→ **Objectives**
a - Reproduce word for word the part of the article on crowd-pleasing plants starting with "Crowd-pleasing Plants at" and going on through "November growing season.".
b - Return every line of the entries that contains the word "pile".

[START OF Passage to read]

Crowd-pleasing Plants at Coastal Maine Botanical Gardens
Text by William Cullina, President & CEO of Coastal Maine Botanical Gardens, for Horticulture’s February 2013 issue. One challenge all public gardens face is keeping floral displays novel and colorful…
Text by William Cullina, President & CEO of Coastal Maine Botanical Gardens, for Horticulture’s February 2013 issue.
One challenge all public gardens face is keeping floral displays novel and colorful throughout the seasons. At Coastal Maine Botanical Gardens we design gardens with a range of plants that bloom over a long season, so there will be crowd-pleasing color whenever folks visit. Here are nine visitors’ favorites, one from each month of our March to November growing season.
March: witch hazels
March in Maine can be mild one week and icy the next, and most plants remain dormant. However, a few stalwarts risk their delicate flowers at this most indelicate time of year. Perhaps the most notable of these are the witch hazels, large shrubs or small trees from eastern Asia and the United States that produce thin, warm-hued blossoms of remarkable resiliency. For general garden use, the best of the lot are the hybrids between the Japanese and Chinese species, called the Hamamelis ×intermedia group. Among the many excellent cultivars on the market, a staff and visitor favorite here is ‘Pallida’, a bright yellow, extremely fragrant selection that will bloom reliably in partial sun to light shade and fertile soil. It is hardy in USDA Zones 5 through 8.
April: hellebores
Toward the end of March and on through much of April, hellebores awake from their light and restless sleep and begin to stretch toward the warming sun. If you have grown hellebores in colder climates, it will come as no surprise that the most long-lived and reliable crowd pleasers in our collection are the Helleborus orientalis hybrids (H. ×hybridus; Zones 4 (with snow cover)–9). Though it takes them a few years to settle in and grow to their full potential, these semi-evergreen to evergreen woodlanders produce bouquets of leathery, long-lasting flowers in just about every shade, save orange and true blue. I am partial to the double-flowered forms, as they have more visual presence than the nodding, single types. After a long winter, the large, fingered evergreen leaves look flattened and tattered, and I quickly remove the worst of these before the flower stalks begin to grow.

[END OF Passage to read]
[START OF Provided records]

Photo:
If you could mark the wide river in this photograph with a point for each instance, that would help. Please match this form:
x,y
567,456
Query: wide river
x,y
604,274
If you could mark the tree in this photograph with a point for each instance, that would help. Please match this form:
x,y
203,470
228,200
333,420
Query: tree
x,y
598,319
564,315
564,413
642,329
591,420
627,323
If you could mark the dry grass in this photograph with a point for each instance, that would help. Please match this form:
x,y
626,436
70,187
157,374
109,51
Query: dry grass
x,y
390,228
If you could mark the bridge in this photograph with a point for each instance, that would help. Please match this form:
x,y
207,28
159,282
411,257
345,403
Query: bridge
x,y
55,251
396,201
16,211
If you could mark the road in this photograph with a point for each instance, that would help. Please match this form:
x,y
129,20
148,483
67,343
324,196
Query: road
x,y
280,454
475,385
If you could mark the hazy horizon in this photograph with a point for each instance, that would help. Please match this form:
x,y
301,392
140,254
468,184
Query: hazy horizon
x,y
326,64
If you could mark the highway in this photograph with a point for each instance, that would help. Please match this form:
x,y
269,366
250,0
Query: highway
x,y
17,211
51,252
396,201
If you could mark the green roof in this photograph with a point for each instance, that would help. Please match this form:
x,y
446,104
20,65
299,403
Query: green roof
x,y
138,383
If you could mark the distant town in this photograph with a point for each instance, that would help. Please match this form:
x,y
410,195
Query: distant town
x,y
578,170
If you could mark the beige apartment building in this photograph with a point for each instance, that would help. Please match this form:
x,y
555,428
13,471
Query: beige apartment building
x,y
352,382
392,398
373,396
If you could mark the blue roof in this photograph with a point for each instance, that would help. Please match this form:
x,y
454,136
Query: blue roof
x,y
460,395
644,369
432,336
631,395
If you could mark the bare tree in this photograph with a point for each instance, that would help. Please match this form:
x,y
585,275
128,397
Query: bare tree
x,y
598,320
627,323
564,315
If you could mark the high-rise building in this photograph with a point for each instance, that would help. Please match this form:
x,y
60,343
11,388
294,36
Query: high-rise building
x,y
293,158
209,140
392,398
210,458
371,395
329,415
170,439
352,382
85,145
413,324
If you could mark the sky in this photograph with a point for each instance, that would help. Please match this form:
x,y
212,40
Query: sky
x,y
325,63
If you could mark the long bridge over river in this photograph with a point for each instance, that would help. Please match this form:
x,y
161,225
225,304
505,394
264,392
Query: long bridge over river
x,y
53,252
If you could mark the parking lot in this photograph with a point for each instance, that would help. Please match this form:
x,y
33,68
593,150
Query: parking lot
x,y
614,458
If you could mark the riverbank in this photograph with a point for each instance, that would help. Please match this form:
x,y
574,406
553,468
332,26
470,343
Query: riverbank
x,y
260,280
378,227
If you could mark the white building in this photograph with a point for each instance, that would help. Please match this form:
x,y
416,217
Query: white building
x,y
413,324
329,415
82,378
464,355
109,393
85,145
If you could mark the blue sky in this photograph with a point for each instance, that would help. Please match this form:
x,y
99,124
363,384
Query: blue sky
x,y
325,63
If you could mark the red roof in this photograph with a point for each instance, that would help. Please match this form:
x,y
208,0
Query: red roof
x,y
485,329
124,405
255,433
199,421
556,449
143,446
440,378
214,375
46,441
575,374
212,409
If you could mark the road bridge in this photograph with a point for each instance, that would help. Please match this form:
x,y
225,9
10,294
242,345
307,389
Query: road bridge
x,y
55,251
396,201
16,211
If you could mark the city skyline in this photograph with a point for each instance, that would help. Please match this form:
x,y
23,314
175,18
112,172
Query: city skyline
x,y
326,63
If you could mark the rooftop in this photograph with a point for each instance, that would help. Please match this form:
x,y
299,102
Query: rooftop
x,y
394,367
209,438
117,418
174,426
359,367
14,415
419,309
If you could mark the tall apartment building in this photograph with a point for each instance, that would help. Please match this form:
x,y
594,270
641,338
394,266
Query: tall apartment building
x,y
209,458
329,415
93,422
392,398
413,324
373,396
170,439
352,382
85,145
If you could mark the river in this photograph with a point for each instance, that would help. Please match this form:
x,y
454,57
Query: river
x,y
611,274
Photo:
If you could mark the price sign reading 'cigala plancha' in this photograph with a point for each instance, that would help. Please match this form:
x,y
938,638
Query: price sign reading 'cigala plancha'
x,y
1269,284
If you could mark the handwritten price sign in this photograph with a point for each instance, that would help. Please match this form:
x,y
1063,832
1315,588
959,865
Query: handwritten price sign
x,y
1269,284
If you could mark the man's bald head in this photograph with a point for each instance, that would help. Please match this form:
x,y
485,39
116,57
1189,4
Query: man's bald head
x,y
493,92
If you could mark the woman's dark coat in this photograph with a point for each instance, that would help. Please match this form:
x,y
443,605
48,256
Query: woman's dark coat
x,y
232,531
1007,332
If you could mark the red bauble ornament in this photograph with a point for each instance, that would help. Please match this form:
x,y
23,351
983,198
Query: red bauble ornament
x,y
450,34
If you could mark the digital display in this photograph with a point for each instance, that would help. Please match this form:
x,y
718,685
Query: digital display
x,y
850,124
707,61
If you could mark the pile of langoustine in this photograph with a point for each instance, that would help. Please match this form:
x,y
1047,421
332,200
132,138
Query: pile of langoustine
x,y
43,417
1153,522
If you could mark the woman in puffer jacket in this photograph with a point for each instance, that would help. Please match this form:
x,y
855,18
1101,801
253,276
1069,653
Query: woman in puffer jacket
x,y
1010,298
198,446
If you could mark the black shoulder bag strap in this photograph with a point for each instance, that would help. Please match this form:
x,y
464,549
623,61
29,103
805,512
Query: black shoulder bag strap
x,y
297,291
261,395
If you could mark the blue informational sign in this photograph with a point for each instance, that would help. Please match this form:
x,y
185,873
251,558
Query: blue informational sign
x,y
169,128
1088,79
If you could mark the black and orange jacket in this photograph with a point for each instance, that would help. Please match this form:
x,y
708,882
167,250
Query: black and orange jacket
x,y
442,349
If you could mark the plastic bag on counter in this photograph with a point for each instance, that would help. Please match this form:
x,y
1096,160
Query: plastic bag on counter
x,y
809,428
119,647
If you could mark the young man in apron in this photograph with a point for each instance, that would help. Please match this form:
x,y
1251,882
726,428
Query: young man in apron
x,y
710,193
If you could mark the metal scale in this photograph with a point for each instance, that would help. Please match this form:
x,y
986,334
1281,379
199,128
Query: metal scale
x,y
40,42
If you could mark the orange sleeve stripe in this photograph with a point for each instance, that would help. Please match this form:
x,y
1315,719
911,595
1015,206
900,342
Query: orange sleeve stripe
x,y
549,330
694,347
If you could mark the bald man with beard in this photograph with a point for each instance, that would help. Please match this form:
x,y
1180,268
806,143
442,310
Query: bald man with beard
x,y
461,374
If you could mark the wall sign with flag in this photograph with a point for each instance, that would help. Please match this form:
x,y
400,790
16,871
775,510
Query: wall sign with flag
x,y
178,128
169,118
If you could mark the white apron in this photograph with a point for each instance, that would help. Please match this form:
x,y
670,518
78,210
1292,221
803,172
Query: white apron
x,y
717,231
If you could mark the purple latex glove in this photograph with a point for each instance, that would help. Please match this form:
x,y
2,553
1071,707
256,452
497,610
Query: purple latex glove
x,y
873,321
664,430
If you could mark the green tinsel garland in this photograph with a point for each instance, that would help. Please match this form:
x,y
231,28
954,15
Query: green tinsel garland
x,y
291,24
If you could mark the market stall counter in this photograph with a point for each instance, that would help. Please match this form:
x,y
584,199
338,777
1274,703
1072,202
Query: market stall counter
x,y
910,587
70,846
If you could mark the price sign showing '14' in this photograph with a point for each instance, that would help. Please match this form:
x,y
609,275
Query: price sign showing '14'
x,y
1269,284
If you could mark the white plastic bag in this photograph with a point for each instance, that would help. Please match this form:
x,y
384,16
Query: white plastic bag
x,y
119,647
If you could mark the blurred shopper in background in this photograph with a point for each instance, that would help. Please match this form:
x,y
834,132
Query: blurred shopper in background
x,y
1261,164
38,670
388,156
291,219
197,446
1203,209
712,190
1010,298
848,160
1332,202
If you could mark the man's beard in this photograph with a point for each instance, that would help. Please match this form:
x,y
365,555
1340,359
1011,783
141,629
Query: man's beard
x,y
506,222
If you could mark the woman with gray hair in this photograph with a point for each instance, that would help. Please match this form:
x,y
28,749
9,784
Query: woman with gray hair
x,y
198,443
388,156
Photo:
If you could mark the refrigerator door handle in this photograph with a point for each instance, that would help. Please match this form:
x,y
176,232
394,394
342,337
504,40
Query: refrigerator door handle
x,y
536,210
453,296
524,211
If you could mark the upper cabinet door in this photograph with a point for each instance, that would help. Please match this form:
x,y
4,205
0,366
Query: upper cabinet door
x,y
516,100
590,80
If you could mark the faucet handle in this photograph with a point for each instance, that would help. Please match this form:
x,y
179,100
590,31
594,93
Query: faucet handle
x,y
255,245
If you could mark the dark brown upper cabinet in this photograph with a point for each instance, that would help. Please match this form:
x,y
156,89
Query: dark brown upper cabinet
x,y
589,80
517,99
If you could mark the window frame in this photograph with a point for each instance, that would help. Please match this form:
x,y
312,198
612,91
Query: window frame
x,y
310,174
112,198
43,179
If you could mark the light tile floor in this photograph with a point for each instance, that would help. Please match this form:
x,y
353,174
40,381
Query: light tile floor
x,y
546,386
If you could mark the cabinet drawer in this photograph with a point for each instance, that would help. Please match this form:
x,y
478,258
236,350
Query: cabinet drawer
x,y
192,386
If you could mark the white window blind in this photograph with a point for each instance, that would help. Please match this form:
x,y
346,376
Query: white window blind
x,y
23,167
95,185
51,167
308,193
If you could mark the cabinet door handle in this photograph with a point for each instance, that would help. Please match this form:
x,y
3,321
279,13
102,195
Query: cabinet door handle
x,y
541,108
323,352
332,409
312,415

[END OF Provided records]

→ **Answers given**
a -
Crowd-pleasing Plants at Coastal Maine Botanical Gardens
Text by William Cullina, President & CEO of Coastal Maine Botanical Gardens, for Horticulture’s February 2013 issue. One challenge all public gardens face is keeping floral displays novel and colorful…
Text by William Cullina, President & CEO of Coastal Maine Botanical Gardens, for Horticulture’s February 2013 issue.
One challenge all public gardens face is keeping floral displays novel and colorful throughout the seasons. At Coastal Maine Botanical Gardens we design gardens with a range of plants that bloom over a long season, so there will be crowd-pleasing color whenever folks visit. Here are nine visitors’ favorites, one from each month of our March to November growing season.

b -
If you could mark the pile of langoustine in this photograph with a point for each instance, that would help. Please match this form:
Query: pile of langoustine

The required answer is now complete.